» **TEXT EXCERPT**:
Looking Ahead for Japan

for January, 2014

Looking Ahead for Japan

Posted on 7 January 2014 in Inter-Cultural Training, Market Insight -

As well as having watched Japan very closely over the last year, I have been reading numerous predictions and thoughts on how 2014 will be for Japan-a testing year indeed for a country that is implementing change, holding out so many expectations whilst sitting under such global scrutiny. After the initial hype of Abenomics wore off and the rejuvenation of the economic didn’t happen overnight, it is inevitable that commentators are looking at possible negative outcomes and risks of Abe’s bold economic strategy. Some of these include:

  • Deflation is too entrenched for the desired inflation targets
  • The structural reforms so badly needed such as market labour reform, trade liberalisation and tax reform, which formed the main part of Abe’s third arrow have been too slow and are not being realised .
  • Energy costs are risiing and with no dates set on re-starting the nuclear plants, this will continue to rise
  • The upcoming sales tax hike in April is set to take  economic growth down to an annualised contraction of 4.6% from April to June which could lead companies to shelve investment plans and banks to pull back.

» **PROBLEM DETAILS**:
Answer these questions from the post on Japan's 2014 outlook, one per line:
1. On what date was the post published?
2. Of which of Abe's arrows did the structural reforms form the main part?
3. In what month is the sales tax hike set to happen?
You won't need the records.

» **Dataset entries**:
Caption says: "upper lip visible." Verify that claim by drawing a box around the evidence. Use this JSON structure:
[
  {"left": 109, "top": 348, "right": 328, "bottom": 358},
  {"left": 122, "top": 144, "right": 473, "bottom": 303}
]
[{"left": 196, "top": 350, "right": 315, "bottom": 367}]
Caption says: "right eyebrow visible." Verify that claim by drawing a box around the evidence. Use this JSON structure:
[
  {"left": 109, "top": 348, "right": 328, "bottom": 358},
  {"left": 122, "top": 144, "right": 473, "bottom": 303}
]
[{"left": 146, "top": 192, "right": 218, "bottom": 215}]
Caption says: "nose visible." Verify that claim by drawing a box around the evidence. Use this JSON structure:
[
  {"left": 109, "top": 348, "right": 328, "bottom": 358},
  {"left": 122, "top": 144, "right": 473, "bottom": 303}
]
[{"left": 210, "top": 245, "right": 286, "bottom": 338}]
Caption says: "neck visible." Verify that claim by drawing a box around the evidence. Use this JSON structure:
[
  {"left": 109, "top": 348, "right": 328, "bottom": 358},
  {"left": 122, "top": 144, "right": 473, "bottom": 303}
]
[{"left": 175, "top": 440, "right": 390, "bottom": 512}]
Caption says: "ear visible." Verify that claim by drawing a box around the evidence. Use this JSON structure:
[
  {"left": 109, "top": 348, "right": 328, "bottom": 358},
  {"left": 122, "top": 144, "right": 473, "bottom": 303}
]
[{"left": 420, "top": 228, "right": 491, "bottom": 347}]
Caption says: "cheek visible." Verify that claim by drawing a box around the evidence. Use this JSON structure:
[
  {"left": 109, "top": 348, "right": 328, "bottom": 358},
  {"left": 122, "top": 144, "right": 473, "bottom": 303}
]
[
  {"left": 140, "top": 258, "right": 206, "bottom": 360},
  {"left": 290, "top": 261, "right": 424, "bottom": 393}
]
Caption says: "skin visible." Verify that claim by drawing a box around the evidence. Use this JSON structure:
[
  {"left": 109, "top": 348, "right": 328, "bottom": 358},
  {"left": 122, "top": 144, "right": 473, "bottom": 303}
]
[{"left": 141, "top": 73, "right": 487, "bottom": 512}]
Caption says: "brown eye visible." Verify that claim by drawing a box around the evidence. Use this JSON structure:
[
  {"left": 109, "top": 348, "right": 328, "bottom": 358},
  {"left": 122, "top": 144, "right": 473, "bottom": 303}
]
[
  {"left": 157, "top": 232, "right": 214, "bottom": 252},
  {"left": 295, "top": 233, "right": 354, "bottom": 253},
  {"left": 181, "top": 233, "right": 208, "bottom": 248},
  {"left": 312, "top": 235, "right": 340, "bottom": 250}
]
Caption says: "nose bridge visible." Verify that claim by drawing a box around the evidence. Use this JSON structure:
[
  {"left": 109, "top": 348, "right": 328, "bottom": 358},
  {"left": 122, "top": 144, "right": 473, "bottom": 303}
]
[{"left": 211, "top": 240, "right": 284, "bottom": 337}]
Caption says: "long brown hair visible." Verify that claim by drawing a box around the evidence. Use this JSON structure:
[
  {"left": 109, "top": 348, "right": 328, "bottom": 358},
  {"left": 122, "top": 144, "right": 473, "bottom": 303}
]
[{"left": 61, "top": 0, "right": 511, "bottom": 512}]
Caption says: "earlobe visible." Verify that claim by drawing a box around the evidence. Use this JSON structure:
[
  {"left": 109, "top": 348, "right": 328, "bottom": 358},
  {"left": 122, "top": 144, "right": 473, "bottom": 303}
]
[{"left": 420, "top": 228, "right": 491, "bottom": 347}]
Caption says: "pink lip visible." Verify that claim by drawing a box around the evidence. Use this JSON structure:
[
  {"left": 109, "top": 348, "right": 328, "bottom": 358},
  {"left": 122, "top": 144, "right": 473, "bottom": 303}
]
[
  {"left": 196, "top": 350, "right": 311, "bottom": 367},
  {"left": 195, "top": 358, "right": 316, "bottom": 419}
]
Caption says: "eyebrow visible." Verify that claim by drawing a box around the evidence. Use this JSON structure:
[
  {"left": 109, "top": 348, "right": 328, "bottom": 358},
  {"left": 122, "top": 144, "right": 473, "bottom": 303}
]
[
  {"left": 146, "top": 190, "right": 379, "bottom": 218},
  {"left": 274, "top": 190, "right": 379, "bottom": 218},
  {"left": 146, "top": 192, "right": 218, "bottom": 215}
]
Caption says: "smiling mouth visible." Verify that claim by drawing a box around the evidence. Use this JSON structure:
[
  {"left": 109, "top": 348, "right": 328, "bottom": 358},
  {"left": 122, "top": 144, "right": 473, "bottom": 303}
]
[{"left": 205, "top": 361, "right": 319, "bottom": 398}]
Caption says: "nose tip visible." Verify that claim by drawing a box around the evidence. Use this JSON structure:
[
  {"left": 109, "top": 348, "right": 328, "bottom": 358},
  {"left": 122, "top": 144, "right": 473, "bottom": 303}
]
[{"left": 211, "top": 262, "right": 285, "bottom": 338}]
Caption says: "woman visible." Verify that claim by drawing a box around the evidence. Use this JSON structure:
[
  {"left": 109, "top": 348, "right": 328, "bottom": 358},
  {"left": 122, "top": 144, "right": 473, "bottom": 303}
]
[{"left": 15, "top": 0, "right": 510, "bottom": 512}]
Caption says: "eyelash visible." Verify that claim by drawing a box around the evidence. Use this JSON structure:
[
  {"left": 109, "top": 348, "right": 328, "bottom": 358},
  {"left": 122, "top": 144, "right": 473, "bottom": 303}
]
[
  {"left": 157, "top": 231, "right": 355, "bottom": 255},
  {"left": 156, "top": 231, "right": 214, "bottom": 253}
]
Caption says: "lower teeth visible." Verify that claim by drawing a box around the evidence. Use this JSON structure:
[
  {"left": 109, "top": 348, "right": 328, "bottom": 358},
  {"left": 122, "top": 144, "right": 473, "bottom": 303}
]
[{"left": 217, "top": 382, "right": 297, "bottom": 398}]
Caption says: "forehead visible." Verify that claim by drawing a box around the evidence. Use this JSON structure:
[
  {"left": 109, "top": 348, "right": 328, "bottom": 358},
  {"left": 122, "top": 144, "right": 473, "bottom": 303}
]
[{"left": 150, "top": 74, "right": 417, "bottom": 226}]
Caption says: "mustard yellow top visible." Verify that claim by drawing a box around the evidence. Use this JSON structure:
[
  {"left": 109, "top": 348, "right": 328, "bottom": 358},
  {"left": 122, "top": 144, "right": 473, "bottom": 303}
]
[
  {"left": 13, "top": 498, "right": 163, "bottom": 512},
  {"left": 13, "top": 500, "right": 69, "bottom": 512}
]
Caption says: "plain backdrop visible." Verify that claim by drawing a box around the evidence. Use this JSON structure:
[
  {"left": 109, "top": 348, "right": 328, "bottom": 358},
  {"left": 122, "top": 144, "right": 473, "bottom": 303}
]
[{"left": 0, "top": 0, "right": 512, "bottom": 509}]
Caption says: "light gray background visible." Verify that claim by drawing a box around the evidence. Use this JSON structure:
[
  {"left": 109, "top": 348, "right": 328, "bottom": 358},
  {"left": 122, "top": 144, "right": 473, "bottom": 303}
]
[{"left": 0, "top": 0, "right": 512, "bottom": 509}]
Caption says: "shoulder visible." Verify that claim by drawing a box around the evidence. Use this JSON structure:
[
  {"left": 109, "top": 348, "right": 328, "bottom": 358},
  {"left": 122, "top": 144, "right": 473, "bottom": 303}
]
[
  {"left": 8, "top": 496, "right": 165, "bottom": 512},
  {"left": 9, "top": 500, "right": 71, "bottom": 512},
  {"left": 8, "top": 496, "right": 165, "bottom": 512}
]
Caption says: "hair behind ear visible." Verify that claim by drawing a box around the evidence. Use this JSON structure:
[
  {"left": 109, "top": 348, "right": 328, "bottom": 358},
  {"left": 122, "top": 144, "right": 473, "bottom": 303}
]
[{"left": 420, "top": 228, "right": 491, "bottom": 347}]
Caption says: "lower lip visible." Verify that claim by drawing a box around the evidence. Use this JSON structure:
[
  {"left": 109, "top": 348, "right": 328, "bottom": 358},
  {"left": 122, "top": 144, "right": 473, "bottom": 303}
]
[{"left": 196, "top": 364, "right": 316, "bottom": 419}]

» **RESULT**:
1. 7 January 2014
2. The third arrow
3. April